• _TASKS AND EXERCISES_
A) Using the TW3 text, decide whether each statement agrees with it. Answer yes or no for each, and quote the words from the text that settle it.
(i) Ray Gray was exonerated.
(ii) Gilbert Poole served 32 years.
(iii) TW3 was a BBC radio show.
B) Copy the TW3 text word for word between "The bad news: Combined, they" and "Facility Tuesday afternoon.", inclusive.
C) Translate this sentence from the TW3 text into Spanish: "He was actually at home at the time."

• _EXTRACT TO READ_

◆ ◆ ◆ ◆ ◆ ◆ ◆

TW3!

TWTWTW, better known as TW3, was the title of a BBC TV comedy show in the 1960s. The letters stood for these words: That was the week that was! 

Today I’m reminded of that title. This has been one amazing week! Not one, but two clients of HUMANITY FOR PRISONERS, both wrongly convicted, walked free! 

The good news: Ray Gray and Gilbert Poole are free! 

The bad news: Combined, they spent 80 years behind bars for something they didn’t do! 

The big question: Will either of them ever get paid by the state? 

Raymond Gray, 69, served 48 years after being convicted of killing someone in an armed robbery. He was actually at home at the time. Sadly, he was not exonerated. His attorney was able to arrange a plea deal with the Wayne County Prosecutor and a judge. Ray walked out of the Muskegon Correctional Facility Tuesday afternoon. 

Gilbert Poole, 56, served 32 years after being convicted of stabbing a man to death in Pontiac. This many years later, DNA evidence proved conclusively that he was not the killer. Gilbert walked out of the G. Robert Cotton Correctional Facility in Jackson Thursday morning.

◆ ◆ ◆ ◆ ◆ ◆ ◆

• _Records contained in a dataset_
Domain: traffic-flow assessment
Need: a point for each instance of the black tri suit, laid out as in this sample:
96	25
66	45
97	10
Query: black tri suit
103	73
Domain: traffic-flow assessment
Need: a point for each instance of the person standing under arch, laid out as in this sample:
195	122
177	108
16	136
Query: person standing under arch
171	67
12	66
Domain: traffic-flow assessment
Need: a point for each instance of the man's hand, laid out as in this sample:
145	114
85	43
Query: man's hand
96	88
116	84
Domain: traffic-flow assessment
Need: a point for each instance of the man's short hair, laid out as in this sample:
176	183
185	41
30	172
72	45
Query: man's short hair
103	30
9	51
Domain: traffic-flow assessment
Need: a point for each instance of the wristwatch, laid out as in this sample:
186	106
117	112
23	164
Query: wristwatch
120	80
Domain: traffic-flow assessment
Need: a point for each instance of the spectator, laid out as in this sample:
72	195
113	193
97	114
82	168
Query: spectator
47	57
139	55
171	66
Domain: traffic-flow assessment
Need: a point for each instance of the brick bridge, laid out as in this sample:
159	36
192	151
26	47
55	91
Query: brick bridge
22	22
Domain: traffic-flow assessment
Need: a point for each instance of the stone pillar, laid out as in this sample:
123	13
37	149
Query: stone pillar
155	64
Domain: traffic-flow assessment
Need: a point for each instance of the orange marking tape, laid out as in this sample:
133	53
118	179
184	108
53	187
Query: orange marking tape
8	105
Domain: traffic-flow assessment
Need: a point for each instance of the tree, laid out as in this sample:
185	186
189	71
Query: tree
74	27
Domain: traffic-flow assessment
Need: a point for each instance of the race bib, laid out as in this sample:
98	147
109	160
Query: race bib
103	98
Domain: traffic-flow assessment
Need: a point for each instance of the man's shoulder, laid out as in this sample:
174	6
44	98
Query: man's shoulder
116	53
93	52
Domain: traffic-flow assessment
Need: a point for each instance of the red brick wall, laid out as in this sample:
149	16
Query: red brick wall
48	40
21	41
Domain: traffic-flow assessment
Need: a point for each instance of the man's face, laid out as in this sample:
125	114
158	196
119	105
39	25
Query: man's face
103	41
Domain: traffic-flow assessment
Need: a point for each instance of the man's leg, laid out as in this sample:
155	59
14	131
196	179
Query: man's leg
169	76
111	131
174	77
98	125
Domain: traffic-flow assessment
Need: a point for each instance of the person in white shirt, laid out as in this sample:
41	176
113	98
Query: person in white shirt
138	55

◆ ◆ ◆ ◆ ◆ ◆ ◆

• _ANSWERS BELOW_
A)
(i) No: "Sadly, he was not exonerated."
(ii) Yes: "Gilbert Poole, 56, served 32 years"
(iii) No: "was the title of a BBC TV comedy show in the 1960s"

B)
The bad news: Combined, they spent 80 years behind bars for something they didn’t do! 

The big question: Will either of them ever get paid by the state? 

Raymond Gray, 69, served 48 years after being convicted of killing someone in an armed robbery. He was actually at home at the time. Sadly, he was not exonerated. His attorney was able to arrange a plea deal with the Wayne County Prosecutor and a judge. Ray walked out of the Muskegon Correctional Facility Tuesday afternoon.

C) En realidad, él estaba en casa en ese momento.